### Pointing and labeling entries

☆ ☆ ☆ ☆ ☆

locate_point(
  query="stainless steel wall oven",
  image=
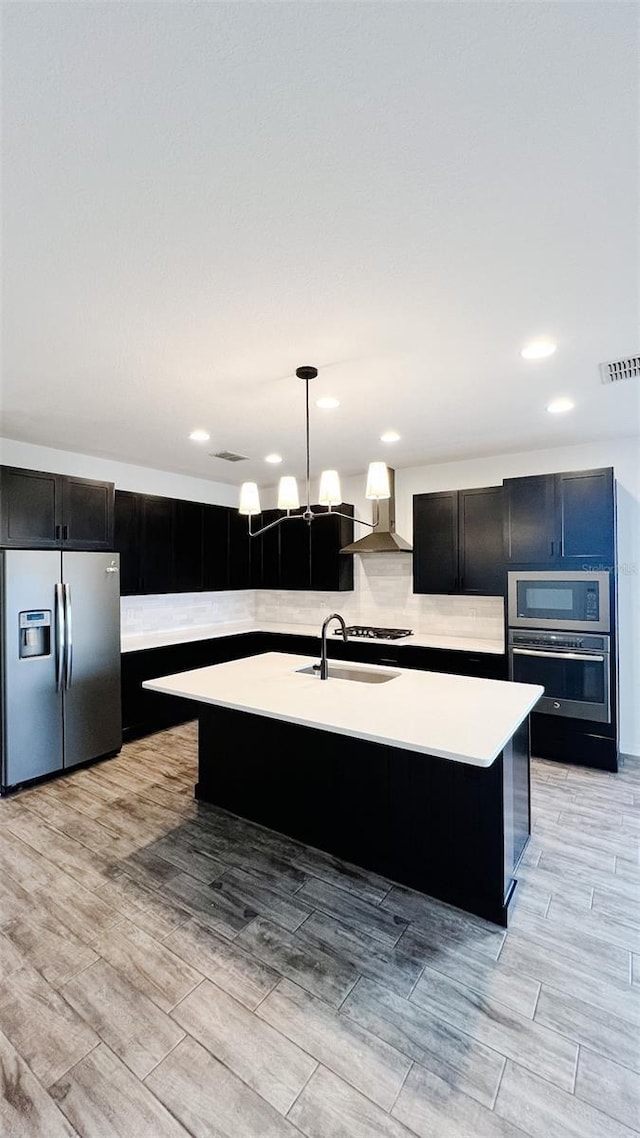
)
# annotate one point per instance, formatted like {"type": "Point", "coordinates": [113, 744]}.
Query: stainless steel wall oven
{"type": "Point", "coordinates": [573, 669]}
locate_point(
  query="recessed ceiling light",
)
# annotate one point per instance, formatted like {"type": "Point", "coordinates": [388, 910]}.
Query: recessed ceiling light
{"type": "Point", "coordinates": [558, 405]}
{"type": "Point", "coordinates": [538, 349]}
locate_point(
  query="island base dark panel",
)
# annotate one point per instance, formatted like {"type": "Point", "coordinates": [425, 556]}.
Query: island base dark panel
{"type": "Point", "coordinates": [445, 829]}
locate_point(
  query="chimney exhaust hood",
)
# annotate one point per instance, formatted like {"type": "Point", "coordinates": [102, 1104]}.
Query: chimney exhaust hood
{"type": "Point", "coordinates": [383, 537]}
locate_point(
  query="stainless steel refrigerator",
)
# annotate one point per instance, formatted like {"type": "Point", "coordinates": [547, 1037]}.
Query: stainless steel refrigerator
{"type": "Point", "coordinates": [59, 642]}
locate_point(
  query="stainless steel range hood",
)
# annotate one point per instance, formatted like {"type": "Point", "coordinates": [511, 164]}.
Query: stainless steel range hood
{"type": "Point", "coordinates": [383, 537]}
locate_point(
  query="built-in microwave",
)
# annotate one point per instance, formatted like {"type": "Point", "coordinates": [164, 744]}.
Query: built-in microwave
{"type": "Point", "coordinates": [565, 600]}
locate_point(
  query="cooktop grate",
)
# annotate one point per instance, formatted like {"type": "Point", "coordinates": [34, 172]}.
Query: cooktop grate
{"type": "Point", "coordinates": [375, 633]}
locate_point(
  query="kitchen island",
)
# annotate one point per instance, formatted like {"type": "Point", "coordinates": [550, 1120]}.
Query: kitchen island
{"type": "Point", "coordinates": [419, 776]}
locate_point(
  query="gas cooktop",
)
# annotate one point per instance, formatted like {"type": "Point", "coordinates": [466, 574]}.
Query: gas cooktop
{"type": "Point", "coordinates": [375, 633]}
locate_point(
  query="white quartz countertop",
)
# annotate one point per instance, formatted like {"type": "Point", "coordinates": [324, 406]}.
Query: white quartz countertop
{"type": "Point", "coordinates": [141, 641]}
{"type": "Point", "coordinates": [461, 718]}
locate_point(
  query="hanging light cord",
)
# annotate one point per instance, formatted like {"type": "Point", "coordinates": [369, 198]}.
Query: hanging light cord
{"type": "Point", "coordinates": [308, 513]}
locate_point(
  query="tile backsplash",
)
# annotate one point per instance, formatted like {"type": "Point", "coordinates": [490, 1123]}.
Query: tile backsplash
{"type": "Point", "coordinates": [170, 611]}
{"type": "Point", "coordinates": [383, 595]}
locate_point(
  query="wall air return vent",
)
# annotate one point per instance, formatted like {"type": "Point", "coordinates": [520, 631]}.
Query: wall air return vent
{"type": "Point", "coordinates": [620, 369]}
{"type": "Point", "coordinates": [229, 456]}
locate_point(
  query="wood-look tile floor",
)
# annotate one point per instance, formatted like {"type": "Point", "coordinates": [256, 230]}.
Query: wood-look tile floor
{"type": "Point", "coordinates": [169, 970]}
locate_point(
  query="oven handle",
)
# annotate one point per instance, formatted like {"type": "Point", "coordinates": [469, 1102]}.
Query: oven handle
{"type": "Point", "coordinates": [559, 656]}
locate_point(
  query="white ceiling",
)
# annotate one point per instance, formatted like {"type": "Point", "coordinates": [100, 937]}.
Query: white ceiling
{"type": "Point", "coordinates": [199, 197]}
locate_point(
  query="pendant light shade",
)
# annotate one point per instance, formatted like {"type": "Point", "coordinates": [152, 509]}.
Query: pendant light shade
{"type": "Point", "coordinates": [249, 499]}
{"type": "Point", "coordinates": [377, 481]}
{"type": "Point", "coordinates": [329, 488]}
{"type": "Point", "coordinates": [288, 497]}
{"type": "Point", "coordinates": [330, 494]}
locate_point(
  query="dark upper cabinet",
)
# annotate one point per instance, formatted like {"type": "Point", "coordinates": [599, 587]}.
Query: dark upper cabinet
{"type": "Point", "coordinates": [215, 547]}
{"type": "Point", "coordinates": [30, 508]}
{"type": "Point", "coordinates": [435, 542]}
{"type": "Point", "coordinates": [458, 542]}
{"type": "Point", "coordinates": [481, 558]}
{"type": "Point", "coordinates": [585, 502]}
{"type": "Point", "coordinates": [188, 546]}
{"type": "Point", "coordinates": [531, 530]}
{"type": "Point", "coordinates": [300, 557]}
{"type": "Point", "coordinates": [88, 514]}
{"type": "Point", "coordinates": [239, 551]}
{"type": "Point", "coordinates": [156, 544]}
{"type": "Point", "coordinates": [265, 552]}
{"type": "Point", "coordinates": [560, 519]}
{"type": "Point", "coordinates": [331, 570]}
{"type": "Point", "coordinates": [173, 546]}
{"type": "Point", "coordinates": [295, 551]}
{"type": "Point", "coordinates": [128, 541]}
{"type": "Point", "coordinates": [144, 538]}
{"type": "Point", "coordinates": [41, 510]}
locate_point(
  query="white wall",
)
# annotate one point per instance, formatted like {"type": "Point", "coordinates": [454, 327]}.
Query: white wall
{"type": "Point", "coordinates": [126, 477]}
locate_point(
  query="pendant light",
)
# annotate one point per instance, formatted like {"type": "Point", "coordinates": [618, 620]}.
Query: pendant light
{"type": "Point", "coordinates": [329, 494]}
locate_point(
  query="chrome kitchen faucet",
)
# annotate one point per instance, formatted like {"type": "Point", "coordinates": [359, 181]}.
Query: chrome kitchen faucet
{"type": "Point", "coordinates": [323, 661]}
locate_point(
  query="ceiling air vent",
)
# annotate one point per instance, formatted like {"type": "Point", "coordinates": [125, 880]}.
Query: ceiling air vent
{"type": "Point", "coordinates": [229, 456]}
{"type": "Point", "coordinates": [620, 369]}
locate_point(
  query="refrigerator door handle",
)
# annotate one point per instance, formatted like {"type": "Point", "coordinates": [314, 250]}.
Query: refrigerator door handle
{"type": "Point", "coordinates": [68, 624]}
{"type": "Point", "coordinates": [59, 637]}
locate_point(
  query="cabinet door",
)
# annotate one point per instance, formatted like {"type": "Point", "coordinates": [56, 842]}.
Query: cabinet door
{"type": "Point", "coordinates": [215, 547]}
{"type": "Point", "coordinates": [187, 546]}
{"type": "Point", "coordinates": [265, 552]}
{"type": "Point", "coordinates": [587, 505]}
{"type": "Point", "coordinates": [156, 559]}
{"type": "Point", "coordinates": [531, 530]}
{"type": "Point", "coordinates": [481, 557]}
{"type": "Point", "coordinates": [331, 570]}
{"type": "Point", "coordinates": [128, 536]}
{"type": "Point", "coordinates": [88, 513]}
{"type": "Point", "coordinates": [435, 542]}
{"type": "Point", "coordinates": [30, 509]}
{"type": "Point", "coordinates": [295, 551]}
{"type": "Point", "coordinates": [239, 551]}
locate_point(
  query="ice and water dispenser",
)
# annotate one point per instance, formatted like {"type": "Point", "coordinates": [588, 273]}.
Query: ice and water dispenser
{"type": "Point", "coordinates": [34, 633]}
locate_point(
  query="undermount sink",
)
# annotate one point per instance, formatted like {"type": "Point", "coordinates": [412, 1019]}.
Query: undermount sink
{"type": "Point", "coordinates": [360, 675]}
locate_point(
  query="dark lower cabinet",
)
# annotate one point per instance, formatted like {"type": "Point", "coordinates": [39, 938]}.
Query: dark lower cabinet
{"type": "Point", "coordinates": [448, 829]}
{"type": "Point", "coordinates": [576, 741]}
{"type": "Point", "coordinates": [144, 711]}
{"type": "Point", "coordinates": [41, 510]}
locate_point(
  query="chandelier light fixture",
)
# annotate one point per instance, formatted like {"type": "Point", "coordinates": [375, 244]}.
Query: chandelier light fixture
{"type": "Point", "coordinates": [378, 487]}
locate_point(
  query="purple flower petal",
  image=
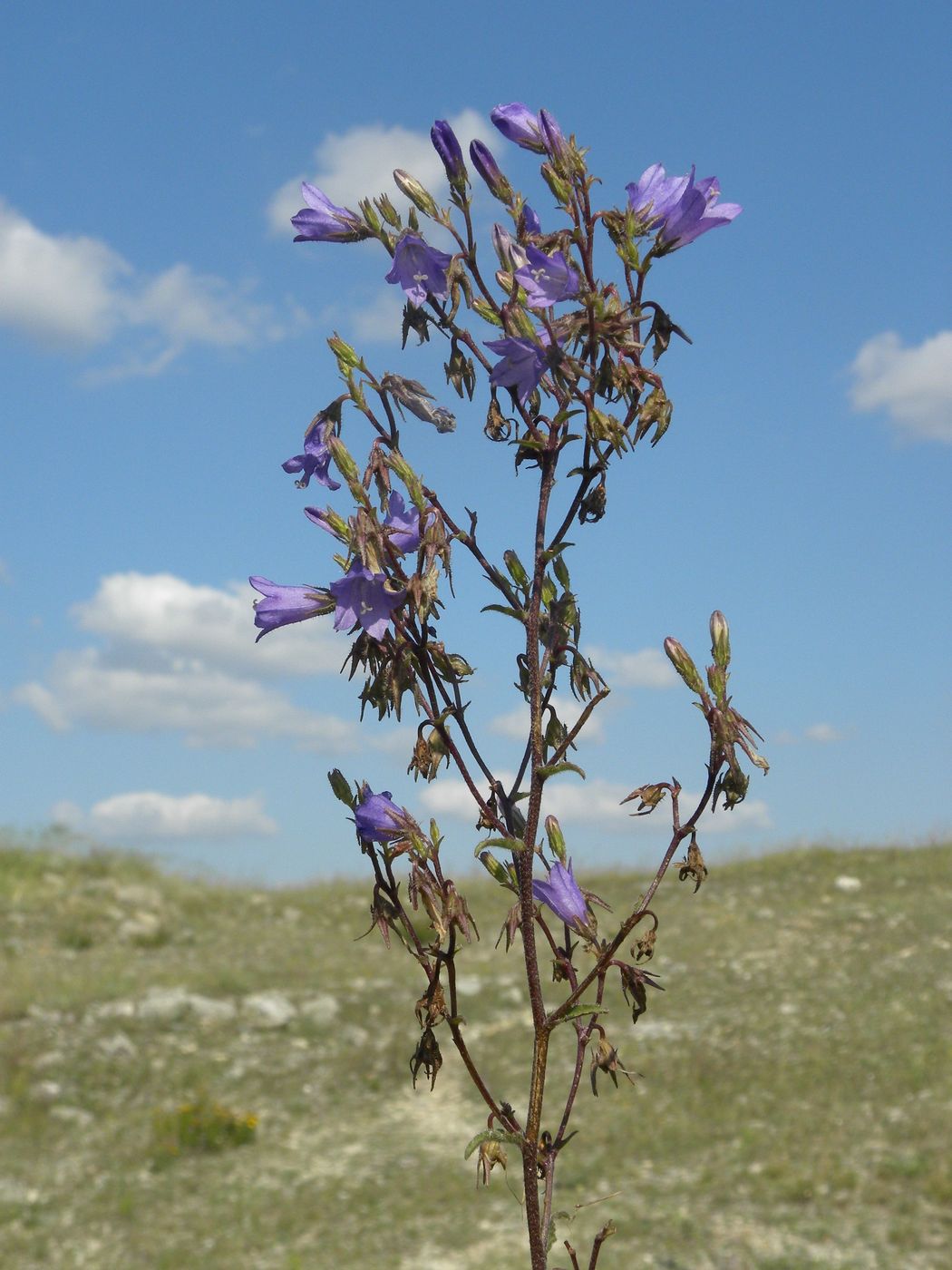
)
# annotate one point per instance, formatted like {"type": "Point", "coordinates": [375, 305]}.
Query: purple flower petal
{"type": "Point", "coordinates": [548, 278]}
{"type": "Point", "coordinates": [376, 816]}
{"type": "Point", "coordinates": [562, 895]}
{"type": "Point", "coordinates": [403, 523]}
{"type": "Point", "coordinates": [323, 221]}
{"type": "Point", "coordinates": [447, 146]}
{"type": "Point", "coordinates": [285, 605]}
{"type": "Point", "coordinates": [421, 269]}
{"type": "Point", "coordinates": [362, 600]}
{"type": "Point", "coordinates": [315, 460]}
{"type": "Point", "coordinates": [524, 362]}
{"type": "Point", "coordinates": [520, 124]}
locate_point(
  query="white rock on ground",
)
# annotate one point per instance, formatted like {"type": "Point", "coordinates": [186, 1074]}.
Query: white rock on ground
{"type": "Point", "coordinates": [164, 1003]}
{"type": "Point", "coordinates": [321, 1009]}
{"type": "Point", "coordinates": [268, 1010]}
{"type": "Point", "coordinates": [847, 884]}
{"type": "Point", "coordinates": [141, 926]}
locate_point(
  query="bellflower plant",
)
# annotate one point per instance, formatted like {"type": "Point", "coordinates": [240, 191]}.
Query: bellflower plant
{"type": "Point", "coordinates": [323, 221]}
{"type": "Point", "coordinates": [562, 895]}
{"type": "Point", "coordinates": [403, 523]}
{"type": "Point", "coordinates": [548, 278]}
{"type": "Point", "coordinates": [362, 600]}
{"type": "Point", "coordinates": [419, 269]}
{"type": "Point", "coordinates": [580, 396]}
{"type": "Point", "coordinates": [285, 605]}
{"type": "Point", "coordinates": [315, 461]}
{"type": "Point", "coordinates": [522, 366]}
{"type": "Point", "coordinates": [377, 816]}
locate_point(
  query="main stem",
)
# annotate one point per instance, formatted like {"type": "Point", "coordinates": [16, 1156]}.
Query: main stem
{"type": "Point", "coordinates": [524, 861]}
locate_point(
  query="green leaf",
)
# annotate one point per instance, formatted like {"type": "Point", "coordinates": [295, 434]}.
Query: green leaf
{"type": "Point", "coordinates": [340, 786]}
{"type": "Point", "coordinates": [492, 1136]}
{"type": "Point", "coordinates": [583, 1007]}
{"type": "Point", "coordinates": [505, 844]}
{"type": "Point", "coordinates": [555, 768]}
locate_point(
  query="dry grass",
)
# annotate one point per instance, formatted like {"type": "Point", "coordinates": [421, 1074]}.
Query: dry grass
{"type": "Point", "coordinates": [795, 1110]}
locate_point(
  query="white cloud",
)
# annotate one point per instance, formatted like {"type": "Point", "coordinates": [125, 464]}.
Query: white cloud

☆ ☆ ☆ ☆ ☆

### To be done
Pull out each line of the listing above that contains the string "white", and list those lines in their original order.

### Problem solution
  query="white quartz countertop",
Query: white quartz countertop
  query="white ceiling",
Query: white ceiling
  query="white wall",
Query: white wall
  query="white rock on ground",
Query: white rock on ground
  query="white cloud",
Query: white cloud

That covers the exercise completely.